## Directive
Pull out every line of the dataset entries below, from the very first line through the line containing "negative clicks: (83, 222) (157, 262)", and reproduce them verbatim.

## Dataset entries

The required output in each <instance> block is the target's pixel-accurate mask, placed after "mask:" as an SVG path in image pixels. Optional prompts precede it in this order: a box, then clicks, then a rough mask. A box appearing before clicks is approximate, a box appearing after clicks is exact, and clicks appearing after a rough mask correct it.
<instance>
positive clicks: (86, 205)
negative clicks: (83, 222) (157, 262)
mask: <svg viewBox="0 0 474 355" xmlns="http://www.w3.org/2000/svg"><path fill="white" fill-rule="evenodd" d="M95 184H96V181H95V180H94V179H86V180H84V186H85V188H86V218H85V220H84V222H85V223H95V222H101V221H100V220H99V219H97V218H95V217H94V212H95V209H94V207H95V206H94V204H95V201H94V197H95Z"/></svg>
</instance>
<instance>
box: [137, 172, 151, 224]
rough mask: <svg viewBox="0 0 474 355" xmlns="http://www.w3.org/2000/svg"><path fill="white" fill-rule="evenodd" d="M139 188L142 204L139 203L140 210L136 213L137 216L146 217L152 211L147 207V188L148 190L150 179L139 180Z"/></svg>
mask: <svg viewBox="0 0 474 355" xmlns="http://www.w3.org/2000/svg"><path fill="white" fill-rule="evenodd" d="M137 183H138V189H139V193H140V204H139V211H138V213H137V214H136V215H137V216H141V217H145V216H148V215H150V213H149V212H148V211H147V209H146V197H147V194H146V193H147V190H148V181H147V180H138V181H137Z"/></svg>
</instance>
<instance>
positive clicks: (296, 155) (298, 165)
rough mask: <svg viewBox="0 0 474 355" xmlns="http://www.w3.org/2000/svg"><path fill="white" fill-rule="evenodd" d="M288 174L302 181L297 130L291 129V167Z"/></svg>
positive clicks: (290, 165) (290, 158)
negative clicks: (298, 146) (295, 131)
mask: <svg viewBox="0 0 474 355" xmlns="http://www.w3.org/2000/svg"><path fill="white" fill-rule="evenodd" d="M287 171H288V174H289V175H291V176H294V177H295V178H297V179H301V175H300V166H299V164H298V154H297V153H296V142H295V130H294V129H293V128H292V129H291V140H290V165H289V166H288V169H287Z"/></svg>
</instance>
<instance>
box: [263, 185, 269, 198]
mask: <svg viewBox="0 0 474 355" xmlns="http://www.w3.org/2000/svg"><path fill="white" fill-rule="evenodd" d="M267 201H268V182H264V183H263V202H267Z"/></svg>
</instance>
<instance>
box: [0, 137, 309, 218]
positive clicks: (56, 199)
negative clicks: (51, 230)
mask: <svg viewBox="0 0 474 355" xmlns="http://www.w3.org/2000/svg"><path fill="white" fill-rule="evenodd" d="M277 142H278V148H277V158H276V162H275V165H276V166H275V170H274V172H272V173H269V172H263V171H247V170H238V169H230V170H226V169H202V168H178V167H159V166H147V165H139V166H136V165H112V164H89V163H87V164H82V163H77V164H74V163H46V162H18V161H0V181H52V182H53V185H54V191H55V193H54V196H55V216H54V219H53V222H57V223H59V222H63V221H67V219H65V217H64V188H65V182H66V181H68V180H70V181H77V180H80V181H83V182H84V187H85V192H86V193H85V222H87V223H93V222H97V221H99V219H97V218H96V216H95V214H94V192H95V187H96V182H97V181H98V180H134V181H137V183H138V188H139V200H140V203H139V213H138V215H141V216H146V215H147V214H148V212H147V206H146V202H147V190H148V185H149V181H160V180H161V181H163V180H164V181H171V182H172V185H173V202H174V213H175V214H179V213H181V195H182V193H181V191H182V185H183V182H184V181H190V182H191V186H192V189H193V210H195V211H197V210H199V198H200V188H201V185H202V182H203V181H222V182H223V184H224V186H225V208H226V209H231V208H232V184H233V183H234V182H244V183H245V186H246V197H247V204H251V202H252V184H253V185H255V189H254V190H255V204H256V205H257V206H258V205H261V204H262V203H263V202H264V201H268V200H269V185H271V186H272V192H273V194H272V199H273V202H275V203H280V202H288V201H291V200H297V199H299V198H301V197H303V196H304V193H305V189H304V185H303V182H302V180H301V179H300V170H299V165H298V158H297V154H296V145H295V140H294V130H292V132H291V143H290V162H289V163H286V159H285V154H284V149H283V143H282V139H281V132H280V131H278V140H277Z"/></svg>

## Response to this exercise
The required output in each <instance> block is the target's pixel-accurate mask, placed after "mask:" as an SVG path in image pixels. Optional prompts precede it in this order: a box, then clicks, then a rough mask. A box appearing before clicks is approximate, a box appearing after clicks is exact, and clicks appearing after a rough mask correct it.
<instance>
positive clicks: (86, 205)
negative clicks: (83, 222) (157, 262)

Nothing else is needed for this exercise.